### [PROBLEM TO SOLVE]
Put all of the following data into a two-column CSV with the headers instruction and points. Give one row for each instruction with its points, and write each value as a single quoted field with any line breaks replaced by spaces.

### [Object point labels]
Start
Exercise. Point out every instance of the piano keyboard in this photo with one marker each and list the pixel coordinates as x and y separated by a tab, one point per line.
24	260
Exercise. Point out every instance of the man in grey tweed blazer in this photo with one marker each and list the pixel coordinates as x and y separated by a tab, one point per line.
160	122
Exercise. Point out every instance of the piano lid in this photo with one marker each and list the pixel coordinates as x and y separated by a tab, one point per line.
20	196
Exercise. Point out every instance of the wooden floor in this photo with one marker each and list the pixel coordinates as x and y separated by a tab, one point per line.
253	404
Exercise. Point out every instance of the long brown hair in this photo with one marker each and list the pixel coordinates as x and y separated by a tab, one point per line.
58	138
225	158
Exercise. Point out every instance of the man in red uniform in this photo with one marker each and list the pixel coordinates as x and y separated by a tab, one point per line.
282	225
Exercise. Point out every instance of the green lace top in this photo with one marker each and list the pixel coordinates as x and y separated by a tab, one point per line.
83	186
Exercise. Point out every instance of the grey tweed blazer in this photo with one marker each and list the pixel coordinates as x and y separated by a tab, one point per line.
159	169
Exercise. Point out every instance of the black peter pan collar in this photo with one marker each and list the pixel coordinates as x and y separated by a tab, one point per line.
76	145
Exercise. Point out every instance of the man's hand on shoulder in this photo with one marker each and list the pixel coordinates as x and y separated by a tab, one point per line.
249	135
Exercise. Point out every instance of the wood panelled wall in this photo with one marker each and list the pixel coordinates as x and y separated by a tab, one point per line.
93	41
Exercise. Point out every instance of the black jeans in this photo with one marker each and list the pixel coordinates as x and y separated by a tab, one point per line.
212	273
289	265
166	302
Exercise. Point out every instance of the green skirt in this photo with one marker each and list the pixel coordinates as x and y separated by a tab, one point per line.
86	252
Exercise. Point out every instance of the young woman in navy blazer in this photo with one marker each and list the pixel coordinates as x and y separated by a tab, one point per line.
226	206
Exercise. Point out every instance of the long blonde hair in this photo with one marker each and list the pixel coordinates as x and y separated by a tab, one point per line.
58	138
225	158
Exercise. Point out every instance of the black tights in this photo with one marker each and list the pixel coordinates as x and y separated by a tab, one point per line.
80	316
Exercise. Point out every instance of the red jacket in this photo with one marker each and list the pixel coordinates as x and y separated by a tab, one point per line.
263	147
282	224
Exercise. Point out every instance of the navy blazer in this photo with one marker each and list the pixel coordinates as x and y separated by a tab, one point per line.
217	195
End
### [ANSWER BELOW]
instruction,points
"Exercise. Point out every instance of the piano keyboard in this photo with one marker each and list the pixel coordinates as x and y separated by a tab, one point per line.","24	260"
"Exercise. Point out every instance of the man in grey tweed blazer in this photo with one marker each and list the pixel coordinates as x and y separated by a tab, one point per line.","160	122"
"Exercise. Point out every instance of the piano lid in this photo with one marker each and list the pixel coordinates as x and y separated by a tab, one point per line.","20	196"
"Exercise. Point out every instance of the wooden floor in this photo with one marker each and list the pixel coordinates as x and y separated by a tab, one point per line.","253	404"
"Exercise. Point out every instance of the long brown hair in this photo with one marker each and list the pixel coordinates as x and y separated by a tab, one point per line.","58	138 225	158"
"Exercise. Point out every instance of the man in red uniform in this photo with one marker each and list the pixel coordinates as x and y separated by a tab, one point per line.","282	225"
"Exercise. Point out every instance of the green lace top in this photo with one marker each and list the pixel coordinates as x and y separated by a tab, one point per line.","83	186"
"Exercise. Point out every instance of the grey tweed blazer in this photo with one marker each and list the pixel coordinates as x and y separated by a tab, one point per line.","159	169"
"Exercise. Point out every instance of the black peter pan collar in this photo with one marker each and list the pixel coordinates as x and y separated by a tab, one point per line.","76	145"
"Exercise. Point out every instance of the man's hand on shoulder in this photo with one marker each and list the pixel coordinates as x and y separated by a tab, one point per line.","249	135"
"Exercise. Point out every instance of the wood panelled wall in this photo with one marker each and list the pixel coordinates as x and y separated by a tab, one point per line.","93	41"
"Exercise. Point out every instance of the black jeans in this photo with one marker each and list the pixel coordinates as x and y separated by a tab, one point per line.","212	273 289	265 166	302"
"Exercise. Point out every instance of the green skirt in this photo with one marker each and list the pixel coordinates as x and y separated by a tab, one point per line.","86	252"
"Exercise. Point out every instance of the young woman in navy blazer in this photo with one marker each and list the pixel coordinates as x and y separated by a tab, one point per line.","226	206"
"Exercise. Point out every instance of the long blonde hair in this photo with one marker each and list the pixel coordinates as x and y separated by a tab, one point per line.","58	138 225	158"
"Exercise. Point out every instance of the black tights in this photo with one marker each and list the pixel coordinates as x and y separated by a tab, one point per line.","80	316"
"Exercise. Point out every instance of the red jacket in this photo with one marker each and list the pixel coordinates as x and y separated by a tab, one point per line.","263	147 282	224"
"Exercise. Point out every instance of the navy blazer in this photo with one marker each and list the pixel coordinates as x and y separated by a tab, one point per line.","217	195"